Prolonga el texto sobre María y la entrega de su hijo a partir de su última oración, sin alterar lo ya escrito.

_TEXTO EXTRAÍDO:_
------------------------------

María está presente. Firme y de pie aunque el dolor la agobia. Acompaña la entrega de su hijo. No se resiste. No lo hace sentir peor dándole muestras de su angustia y desesperación. No profiere gritos ni se queja. En silencio, se abraza al misterio. Llora, sin escándalo. Esta actitud de la Madre nos interpela: ¿Cómo acompañamos a nuestros hijos en su dolor? La enfermedad, la agonía, la muerte de los hijos son para un padre el peor sufrimiento que pueden soportar. Muchos padres preferirían asumir y padecer, en su lugar, los dolores de sus hijos. María nos enseña a “acompañar”, a estar. No de cualquier manera, sino buscando en la profundidad del interior la voluntad de Dios. María, en su oración, clama a Dios Padre que le revele el por qué de este drama. María se sumerge en el misterio y lo asume, se sumerge en él. Una vez más, pese a no entender, desde lo más hondo de su corazón dice: “Hágase” (Lc 1, 38).

Jesús y María tienen una relación sana y madura. María fue guardando en el corazón todo lo que no comprendía en relación con su hijo (Lc 2, 51). Ahora, veía con mayor claridad  la magnitud de la misión de su hijo. Era cuestión de “amar hasta el fin” (Jn 13, 1 b), “amar hasta que duela” (Madre Teresa de Calcuta). Y, en este momento, sí que dolía.

Jesús, viendo a María y cerca de ella al discípulo amado, se la da por madre. Jesús, se desprende del único y último vínculo humano que aún tenía. Mediante una entrega despojada y generosa “ofrece” a su propia madre. Así les regala una Madre a sus discípulos y discípulas, esto es, a su comunidad, a su Iglesia. Así María expresa para la comunidad discipular, es decir, para nosotros el rostro materno de Dios. Al recibir a Juan, como hijo, nos recibe en él a todos los hijos de Dios, a cada uno de nosotros. Juan, al aceptar a María y albergarla en su casa, la hace Madre de la Iglesia.

------------------------------

_Entradas del conjunto de datos:_
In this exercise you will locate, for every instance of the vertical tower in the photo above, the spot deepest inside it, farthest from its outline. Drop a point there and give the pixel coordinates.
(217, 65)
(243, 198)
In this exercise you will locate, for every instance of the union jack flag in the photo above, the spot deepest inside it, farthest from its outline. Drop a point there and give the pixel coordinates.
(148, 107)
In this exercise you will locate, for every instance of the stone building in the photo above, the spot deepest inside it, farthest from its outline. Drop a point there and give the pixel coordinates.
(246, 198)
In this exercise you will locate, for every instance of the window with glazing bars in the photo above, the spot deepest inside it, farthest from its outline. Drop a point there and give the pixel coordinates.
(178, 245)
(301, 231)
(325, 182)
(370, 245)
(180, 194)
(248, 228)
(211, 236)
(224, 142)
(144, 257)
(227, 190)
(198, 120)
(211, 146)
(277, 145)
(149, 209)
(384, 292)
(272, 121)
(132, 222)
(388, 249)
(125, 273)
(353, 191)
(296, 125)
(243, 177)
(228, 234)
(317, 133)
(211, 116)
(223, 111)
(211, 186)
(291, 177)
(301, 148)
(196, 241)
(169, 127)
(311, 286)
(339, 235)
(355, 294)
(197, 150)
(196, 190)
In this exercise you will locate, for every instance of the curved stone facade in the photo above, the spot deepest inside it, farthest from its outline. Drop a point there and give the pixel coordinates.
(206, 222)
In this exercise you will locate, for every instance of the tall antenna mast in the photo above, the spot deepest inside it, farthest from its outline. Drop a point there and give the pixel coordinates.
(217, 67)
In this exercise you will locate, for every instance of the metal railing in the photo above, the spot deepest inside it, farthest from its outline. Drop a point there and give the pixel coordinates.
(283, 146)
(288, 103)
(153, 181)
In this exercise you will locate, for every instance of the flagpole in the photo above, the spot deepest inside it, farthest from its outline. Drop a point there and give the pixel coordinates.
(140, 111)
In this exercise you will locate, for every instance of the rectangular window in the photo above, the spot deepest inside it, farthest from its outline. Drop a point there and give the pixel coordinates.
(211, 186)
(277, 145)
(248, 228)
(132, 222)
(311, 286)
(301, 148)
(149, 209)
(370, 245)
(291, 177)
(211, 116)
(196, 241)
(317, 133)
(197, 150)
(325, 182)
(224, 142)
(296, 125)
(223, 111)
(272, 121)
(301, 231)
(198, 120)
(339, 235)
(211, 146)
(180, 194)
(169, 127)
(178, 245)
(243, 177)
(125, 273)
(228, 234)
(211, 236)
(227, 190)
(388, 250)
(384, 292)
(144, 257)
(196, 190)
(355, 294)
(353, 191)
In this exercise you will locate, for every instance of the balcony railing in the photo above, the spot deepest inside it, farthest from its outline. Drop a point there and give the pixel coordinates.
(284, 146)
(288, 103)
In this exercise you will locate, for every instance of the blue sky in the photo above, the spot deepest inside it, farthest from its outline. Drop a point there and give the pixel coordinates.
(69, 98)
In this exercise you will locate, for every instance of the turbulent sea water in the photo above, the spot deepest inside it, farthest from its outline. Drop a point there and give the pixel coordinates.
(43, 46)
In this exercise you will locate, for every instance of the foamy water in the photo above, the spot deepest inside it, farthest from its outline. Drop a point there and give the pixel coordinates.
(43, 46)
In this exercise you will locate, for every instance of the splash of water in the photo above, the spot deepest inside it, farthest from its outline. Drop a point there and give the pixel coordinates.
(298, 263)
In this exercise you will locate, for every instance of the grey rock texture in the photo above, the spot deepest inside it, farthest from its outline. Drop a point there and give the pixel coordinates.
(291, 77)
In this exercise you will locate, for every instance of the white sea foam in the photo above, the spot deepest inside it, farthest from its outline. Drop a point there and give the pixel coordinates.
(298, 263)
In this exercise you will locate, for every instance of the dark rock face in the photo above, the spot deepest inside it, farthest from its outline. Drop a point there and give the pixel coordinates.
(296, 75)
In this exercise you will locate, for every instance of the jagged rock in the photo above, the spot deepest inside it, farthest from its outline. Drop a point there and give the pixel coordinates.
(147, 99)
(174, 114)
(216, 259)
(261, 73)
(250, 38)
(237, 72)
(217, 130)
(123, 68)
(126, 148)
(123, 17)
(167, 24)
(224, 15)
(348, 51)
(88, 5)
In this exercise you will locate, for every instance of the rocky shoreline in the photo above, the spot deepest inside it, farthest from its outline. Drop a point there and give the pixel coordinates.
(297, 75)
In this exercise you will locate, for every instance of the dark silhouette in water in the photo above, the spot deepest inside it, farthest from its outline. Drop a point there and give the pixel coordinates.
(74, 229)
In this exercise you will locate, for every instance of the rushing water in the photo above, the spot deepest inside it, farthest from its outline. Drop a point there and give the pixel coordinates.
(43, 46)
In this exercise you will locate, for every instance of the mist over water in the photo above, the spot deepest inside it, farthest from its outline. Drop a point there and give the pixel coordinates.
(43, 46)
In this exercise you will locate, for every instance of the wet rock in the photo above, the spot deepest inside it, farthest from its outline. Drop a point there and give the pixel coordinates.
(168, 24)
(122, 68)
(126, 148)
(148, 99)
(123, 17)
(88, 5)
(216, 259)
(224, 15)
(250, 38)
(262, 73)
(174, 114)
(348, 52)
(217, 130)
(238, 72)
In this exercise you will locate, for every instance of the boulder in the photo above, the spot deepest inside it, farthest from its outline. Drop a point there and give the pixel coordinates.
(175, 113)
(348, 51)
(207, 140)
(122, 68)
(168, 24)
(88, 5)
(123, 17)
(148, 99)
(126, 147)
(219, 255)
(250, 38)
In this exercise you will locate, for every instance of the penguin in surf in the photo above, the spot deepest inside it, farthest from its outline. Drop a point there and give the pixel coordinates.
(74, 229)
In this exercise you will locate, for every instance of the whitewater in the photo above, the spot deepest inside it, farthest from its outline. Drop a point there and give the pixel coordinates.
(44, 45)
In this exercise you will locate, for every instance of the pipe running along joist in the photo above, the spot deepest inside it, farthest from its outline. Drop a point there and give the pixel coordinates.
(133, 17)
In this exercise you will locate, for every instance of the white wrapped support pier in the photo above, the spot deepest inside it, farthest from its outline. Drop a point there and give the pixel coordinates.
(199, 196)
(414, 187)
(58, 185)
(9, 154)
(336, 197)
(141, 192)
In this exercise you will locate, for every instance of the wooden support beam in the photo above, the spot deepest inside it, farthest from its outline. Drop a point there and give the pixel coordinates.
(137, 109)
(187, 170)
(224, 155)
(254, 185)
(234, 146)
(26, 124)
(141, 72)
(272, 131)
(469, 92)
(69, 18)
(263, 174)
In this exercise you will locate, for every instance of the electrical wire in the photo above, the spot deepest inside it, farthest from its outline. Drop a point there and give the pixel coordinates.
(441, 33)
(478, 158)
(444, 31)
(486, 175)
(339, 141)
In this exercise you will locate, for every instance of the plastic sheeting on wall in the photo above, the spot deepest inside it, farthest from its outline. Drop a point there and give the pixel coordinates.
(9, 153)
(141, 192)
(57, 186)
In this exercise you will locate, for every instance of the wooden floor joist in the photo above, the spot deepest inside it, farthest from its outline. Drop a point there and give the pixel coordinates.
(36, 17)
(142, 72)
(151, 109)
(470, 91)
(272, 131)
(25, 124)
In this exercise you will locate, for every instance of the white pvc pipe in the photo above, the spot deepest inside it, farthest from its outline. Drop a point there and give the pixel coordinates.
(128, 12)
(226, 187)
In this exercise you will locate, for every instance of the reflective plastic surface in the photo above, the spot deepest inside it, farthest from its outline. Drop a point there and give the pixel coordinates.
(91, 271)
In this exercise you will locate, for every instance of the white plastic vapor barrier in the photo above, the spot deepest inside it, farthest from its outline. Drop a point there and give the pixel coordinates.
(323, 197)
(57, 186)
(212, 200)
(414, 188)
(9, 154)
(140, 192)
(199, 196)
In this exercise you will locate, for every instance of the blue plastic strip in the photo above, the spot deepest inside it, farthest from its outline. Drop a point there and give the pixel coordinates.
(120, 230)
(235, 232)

------------------------------

_RESULTADO DE LA TAREA:_
En esta entrega de su Madre en el Gólgota, Jesús lleva a la plenitud su enseñanza discipular sobre los vínculos paterno-filiales: “cualquiera que venga a mí y no me ame más que a su padre y a su madre…no puede ser mi discípulo” (Lc 14, 26). Padres e hijos deben respetarse y amarse mucho (Ex 20, 12), pero el amor al Señor debe ser aún mayor y la fuente de todo otro amor. Porque el mayor amor es el mismo Señor (1 Jn 4, 8) que nos amó primero y ofreció a su propio hijo en sacrificio por nosotros (1 Jn 4, 10).

María, a los pies de la cruz nos enseña de qué modo ella encarnó el amor de Dios y lo desarrolló en su relación con Jesús y con la primera comunidad. Podemos imaginar, aun suponiendo una falta de rigor histórico, que la descripción de las características del amor que hace Pablo en su primera carta a los Corintios se basó en los rasgos que descubrió en los vínculos que unían a María –servidora y constructora de la vida fraterna– con los apóstoles y discípulos de la primera comunidad. Así, el Amor que trasunta María, la Madre del Amor, es paciente, es servicial, no es orgulloso (aunque le sobraran motivos para enorgullecerse  de ser “la Madre”) ni actúa con bajeza, no busca su propio interés, no se irrita…todo lo cree, todo lo espera, todo lo soporta…”(1 Cor 13, 4-7).

Pidamos a la Madre de Jesús y Madre Nuestra, en este Viernes Santo, que interceda por nosotros, padres e hijos, para que el Señor imprima en cada uno ese amor maduro, entregado y santo que desarrolló con su Hijo y con los discípulos y discípulas de las primeras comunidades cristianas y que esa experiencia nos impulse a trabajar, desde nuestros lugares de servicio y misión, para que entre todos los padres e hijos de nuestra sociedad se desarrollen vinculaciones más sanas, respetuosas y enriquecedoras.